▶ **ACTIVITY**
Gather, from the data below, each line in which the word "foliage" occurs.

▬▬▬▬▬▬▬▬▬▬

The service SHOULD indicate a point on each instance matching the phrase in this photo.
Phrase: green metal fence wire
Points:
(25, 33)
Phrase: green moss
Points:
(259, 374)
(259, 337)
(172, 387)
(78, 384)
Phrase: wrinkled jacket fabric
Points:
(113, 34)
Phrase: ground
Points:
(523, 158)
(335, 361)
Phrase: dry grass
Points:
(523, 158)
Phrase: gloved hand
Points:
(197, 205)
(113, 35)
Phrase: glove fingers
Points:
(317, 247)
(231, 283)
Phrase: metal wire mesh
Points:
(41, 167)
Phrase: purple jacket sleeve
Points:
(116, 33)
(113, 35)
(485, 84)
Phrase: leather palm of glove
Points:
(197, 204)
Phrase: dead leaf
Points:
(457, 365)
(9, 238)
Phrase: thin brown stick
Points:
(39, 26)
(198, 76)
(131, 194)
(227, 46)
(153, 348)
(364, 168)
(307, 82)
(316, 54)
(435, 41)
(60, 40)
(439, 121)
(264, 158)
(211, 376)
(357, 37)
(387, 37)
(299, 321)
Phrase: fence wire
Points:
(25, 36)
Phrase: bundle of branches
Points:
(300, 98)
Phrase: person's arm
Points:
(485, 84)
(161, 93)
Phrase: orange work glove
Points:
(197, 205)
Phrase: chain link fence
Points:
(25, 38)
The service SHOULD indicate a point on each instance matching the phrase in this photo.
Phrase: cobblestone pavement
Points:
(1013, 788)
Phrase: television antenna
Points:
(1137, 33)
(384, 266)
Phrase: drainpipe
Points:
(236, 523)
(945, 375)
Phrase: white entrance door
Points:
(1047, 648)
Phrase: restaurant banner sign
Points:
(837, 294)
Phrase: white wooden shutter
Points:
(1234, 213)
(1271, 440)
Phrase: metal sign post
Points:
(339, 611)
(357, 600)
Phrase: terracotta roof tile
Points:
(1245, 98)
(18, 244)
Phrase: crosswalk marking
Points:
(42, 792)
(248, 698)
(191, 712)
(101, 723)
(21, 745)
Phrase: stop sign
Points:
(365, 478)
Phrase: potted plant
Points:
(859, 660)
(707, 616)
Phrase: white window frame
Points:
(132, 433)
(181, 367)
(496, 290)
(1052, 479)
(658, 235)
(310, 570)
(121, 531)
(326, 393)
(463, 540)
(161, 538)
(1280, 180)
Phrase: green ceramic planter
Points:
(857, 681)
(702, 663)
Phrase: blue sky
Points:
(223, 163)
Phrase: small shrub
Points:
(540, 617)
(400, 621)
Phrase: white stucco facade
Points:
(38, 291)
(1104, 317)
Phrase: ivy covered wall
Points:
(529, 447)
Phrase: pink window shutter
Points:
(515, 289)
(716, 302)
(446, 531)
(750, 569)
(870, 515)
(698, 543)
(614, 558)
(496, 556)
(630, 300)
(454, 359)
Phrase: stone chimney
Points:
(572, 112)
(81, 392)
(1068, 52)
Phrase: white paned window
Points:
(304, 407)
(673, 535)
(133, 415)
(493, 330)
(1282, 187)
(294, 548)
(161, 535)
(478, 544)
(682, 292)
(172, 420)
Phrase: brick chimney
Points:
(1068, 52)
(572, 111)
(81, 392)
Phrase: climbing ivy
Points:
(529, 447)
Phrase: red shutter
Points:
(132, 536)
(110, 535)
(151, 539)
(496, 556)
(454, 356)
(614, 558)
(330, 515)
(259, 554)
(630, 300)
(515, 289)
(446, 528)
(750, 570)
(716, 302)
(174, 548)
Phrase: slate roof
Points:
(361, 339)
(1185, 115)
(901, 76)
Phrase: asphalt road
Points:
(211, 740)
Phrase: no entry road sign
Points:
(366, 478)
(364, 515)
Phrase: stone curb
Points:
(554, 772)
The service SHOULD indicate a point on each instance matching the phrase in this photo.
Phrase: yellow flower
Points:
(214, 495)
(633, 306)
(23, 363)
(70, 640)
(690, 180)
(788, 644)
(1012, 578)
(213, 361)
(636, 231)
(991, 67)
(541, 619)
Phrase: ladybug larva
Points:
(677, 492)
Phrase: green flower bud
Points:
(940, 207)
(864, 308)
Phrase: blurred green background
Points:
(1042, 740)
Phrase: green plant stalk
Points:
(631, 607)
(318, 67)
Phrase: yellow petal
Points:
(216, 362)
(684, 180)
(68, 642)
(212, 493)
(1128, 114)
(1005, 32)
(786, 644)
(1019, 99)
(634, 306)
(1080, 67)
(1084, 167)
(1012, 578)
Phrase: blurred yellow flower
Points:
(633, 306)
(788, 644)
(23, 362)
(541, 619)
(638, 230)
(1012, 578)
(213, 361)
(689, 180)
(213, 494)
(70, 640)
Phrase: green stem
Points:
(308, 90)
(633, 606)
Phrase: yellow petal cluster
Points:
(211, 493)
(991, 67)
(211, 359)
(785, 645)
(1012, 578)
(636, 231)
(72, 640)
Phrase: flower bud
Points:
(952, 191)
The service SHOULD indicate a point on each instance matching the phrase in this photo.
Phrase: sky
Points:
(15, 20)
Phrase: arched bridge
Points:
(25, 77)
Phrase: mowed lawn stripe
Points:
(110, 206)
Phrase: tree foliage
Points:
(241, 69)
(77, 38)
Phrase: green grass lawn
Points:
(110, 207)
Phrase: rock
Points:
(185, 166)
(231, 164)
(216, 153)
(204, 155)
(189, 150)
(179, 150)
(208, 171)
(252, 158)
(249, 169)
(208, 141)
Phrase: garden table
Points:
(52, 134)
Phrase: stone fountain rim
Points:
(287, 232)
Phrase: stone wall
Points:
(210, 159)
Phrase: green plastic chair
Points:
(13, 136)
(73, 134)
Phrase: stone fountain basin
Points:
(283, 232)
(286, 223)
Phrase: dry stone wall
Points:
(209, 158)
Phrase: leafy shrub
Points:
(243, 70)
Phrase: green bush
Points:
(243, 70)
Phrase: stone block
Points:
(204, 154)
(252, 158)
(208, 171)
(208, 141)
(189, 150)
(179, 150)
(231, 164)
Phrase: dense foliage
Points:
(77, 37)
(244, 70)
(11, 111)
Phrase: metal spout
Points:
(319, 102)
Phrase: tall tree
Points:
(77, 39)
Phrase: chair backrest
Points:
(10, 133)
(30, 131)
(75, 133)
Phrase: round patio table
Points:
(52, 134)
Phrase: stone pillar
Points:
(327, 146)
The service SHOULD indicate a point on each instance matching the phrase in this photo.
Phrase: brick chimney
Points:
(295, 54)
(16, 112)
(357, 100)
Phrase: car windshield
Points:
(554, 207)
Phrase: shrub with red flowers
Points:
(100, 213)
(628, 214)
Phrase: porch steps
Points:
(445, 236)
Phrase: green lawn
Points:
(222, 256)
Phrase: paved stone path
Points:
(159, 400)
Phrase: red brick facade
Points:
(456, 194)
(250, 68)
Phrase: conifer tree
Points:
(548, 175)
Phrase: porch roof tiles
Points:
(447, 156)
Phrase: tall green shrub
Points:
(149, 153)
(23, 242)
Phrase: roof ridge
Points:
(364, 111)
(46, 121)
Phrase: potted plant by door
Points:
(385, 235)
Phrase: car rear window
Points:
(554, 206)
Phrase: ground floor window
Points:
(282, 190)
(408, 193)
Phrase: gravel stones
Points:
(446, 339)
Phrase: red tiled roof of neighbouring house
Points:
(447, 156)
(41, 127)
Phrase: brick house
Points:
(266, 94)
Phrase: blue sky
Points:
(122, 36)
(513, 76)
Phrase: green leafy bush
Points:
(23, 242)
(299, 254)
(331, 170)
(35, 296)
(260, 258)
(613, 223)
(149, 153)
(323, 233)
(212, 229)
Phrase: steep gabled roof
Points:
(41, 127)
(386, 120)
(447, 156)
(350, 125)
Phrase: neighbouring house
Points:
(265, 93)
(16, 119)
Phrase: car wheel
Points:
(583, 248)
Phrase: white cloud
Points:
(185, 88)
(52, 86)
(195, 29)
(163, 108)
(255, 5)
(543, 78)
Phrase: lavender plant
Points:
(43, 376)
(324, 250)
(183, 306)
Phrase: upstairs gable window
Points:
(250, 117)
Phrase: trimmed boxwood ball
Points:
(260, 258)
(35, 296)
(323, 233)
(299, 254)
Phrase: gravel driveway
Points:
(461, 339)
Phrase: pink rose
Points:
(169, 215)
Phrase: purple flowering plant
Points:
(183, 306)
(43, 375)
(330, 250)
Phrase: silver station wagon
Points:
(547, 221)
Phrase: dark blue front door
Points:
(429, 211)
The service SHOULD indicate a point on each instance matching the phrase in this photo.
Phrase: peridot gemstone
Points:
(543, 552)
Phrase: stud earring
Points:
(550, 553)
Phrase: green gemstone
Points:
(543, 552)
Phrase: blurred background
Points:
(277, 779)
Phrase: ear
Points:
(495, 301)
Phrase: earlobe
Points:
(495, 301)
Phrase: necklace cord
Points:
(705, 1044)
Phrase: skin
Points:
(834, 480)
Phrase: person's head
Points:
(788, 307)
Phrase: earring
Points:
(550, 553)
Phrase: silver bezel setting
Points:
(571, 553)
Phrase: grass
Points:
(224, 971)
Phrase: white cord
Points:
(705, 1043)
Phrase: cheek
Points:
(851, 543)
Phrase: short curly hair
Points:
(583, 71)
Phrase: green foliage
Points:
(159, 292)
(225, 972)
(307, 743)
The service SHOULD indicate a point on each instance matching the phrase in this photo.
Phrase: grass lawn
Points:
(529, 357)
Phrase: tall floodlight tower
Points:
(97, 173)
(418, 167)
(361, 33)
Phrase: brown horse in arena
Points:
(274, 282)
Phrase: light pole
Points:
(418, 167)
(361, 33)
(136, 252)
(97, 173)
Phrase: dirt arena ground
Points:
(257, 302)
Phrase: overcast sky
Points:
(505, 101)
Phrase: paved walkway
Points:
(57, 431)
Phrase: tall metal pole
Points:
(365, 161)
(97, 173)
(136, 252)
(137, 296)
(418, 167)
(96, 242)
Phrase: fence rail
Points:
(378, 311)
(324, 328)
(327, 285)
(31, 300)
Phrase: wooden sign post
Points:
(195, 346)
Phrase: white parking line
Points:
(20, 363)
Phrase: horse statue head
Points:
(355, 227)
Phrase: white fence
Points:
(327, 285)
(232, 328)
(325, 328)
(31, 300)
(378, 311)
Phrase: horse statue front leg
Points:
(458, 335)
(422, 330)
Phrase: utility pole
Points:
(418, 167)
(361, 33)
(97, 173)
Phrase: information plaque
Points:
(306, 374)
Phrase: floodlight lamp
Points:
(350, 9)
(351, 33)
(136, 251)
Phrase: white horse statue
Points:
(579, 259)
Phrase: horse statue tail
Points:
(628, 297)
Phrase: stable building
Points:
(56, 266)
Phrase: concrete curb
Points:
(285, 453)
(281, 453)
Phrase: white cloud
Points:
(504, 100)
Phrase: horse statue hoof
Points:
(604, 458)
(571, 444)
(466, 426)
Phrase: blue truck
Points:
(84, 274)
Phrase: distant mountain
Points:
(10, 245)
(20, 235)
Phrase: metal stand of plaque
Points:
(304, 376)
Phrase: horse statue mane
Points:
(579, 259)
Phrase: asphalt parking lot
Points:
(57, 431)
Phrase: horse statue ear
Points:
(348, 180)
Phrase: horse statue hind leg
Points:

▬▬▬▬▬▬▬▬▬▬

▶ **YOUR SOLUTION**
Phrase: tree foliage
Phrase: dense foliage
Phrase: green foliage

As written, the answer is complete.